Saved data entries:
○ ○ ○

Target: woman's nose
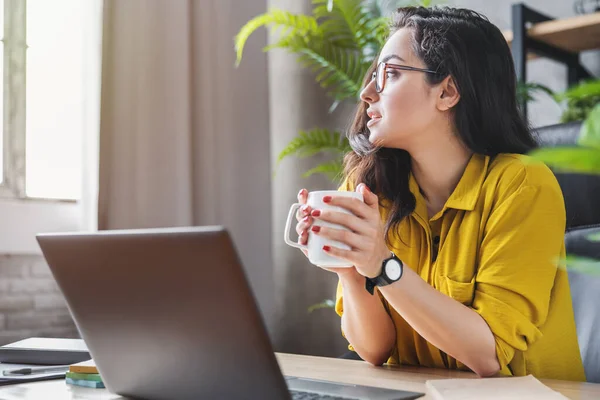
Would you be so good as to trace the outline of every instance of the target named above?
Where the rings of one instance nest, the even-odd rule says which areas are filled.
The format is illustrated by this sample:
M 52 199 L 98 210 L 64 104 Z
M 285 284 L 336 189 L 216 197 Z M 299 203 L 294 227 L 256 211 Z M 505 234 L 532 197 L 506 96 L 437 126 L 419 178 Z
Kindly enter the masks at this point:
M 367 86 L 360 92 L 360 99 L 366 103 L 374 103 L 377 101 L 377 91 L 375 90 L 375 80 L 372 79 Z

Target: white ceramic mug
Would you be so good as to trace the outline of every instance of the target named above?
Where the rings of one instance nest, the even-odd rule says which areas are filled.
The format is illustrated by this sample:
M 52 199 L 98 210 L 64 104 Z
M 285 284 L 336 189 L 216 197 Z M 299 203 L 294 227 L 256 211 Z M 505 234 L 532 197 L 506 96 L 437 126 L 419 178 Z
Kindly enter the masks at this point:
M 309 192 L 306 204 L 308 204 L 308 206 L 312 210 L 335 210 L 346 214 L 351 214 L 351 212 L 346 210 L 345 208 L 332 206 L 328 203 L 323 203 L 323 197 L 325 196 L 352 197 L 355 199 L 359 199 L 360 201 L 364 201 L 362 193 L 338 192 L 337 190 L 320 190 L 316 192 Z M 313 233 L 311 230 L 308 231 L 307 245 L 299 244 L 298 242 L 290 239 L 290 229 L 292 228 L 292 221 L 295 220 L 294 217 L 296 216 L 296 211 L 298 210 L 298 208 L 302 207 L 302 205 L 303 204 L 301 203 L 295 203 L 292 204 L 292 207 L 290 207 L 290 212 L 288 214 L 287 222 L 285 224 L 285 232 L 283 238 L 285 240 L 285 243 L 292 247 L 307 250 L 308 260 L 312 264 L 317 265 L 319 267 L 351 267 L 352 265 L 349 265 L 350 263 L 348 261 L 327 254 L 325 250 L 323 250 L 323 246 L 338 247 L 341 249 L 350 250 L 350 247 L 344 243 L 326 239 L 322 236 Z M 332 224 L 316 218 L 314 220 L 313 225 L 348 230 L 348 228 L 344 226 Z

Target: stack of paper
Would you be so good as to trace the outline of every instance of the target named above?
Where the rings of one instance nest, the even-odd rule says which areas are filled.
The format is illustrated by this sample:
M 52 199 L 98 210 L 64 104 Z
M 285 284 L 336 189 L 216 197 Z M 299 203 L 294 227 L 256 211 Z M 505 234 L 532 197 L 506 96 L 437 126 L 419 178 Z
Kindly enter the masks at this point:
M 533 376 L 483 379 L 442 379 L 425 383 L 436 400 L 565 400 Z
M 76 386 L 104 388 L 102 377 L 98 373 L 94 360 L 73 364 L 67 372 L 67 383 Z

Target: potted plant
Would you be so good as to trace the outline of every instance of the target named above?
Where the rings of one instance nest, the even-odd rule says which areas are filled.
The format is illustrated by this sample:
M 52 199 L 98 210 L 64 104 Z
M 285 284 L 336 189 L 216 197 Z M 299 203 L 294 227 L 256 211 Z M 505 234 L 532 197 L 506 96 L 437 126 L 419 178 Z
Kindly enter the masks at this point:
M 556 94 L 554 98 L 566 102 L 560 122 L 583 121 L 596 104 L 600 104 L 600 79 L 581 82 L 564 93 Z
M 534 150 L 530 155 L 555 171 L 600 175 L 600 103 L 587 113 L 581 124 L 576 147 L 544 147 Z M 600 242 L 600 233 L 594 233 L 587 239 Z M 561 265 L 600 275 L 600 260 L 568 255 Z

○ ○ ○

Problem statement: In the copy, each entry above must match exactly, and no picture may be carried over.

Exercise result:
Target: woman's nose
Would you be so good as to trace the outline of every instance of the target named above?
Where the rings of one instance nest, the even-odd rule says which areas are filled.
The format is illustrated by this sample:
M 52 199 L 98 210 L 64 104 Z
M 285 284 L 336 189 L 216 197 Z M 299 203 L 294 227 L 256 211 Z M 505 234 L 532 197 L 506 96 L 437 126 L 419 178 Z
Kindly enter the masks at this point:
M 367 86 L 360 92 L 360 99 L 366 103 L 374 103 L 377 101 L 377 91 L 375 90 L 375 80 L 372 79 Z

Target: white ceramic mug
Would you be so good as to trace the outline of every instance of the target named above?
Where the rings of one instance nest, the even-odd rule says which areas are filled.
The format is illustrated by this sample:
M 52 199 L 98 210 L 64 104 Z
M 285 284 L 336 189 L 216 197 Z M 299 203 L 294 227 L 256 211 Z M 505 234 L 532 197 L 506 96 L 437 126 L 419 178 Z
Kindly enter the masks at this point:
M 309 192 L 306 204 L 308 204 L 308 206 L 312 210 L 335 210 L 346 214 L 351 214 L 351 212 L 346 210 L 345 208 L 332 206 L 328 203 L 323 203 L 323 197 L 325 196 L 352 197 L 355 199 L 359 199 L 360 201 L 364 201 L 362 193 L 338 192 L 337 190 L 320 190 L 316 192 Z M 313 233 L 311 230 L 308 231 L 307 245 L 299 244 L 298 242 L 290 239 L 290 229 L 292 228 L 292 221 L 295 220 L 294 217 L 296 216 L 296 211 L 298 210 L 298 208 L 302 207 L 302 205 L 303 204 L 301 203 L 295 203 L 292 204 L 292 207 L 290 207 L 290 212 L 288 214 L 287 222 L 285 224 L 285 232 L 283 238 L 285 240 L 285 243 L 292 247 L 307 250 L 308 260 L 312 264 L 317 265 L 319 267 L 351 267 L 352 265 L 349 265 L 350 263 L 348 261 L 327 254 L 325 250 L 323 250 L 323 246 L 338 247 L 341 249 L 350 250 L 350 247 L 344 243 L 326 239 L 322 236 Z M 332 224 L 316 218 L 314 220 L 313 225 L 348 230 L 348 228 L 344 226 Z

Target: stack of paper
Would you be so good as to trace the outline of every instance of the target named above?
Where the rings of one instance nest, the even-odd rule says which areas are filled.
The format is illustrated by this sample:
M 52 199 L 98 210 L 64 104 Z
M 285 284 L 336 189 L 216 197 Z M 299 203 L 294 227 L 256 211 Z M 505 234 L 532 197 L 506 96 L 437 126 L 419 178 Z
Kindly enter the masks at this point:
M 533 376 L 483 379 L 442 379 L 425 383 L 436 400 L 565 400 Z
M 76 386 L 104 388 L 102 377 L 98 373 L 94 360 L 73 364 L 67 372 L 67 383 Z

Target: potted plant
Would you be so good as to trace the outline of every instance of the target named above?
Where the rings of one instance nest, the even-odd rule says which areas are filled.
The format is illustrated by this sample:
M 52 199 L 98 210 L 64 104 Z
M 285 284 L 336 189 L 216 197 Z M 299 203 L 294 227 L 256 211 Z M 505 234 L 532 197 L 506 96 L 437 126 L 419 178 Z
Kindly enter the masks at this point:
M 556 94 L 554 98 L 566 102 L 560 122 L 583 121 L 596 104 L 600 104 L 600 79 L 581 82 L 564 93 Z
M 534 150 L 530 155 L 555 171 L 600 175 L 600 103 L 587 113 L 581 124 L 576 147 L 544 147 Z M 600 242 L 600 233 L 594 233 L 587 239 Z M 561 265 L 600 275 L 600 260 L 568 255 Z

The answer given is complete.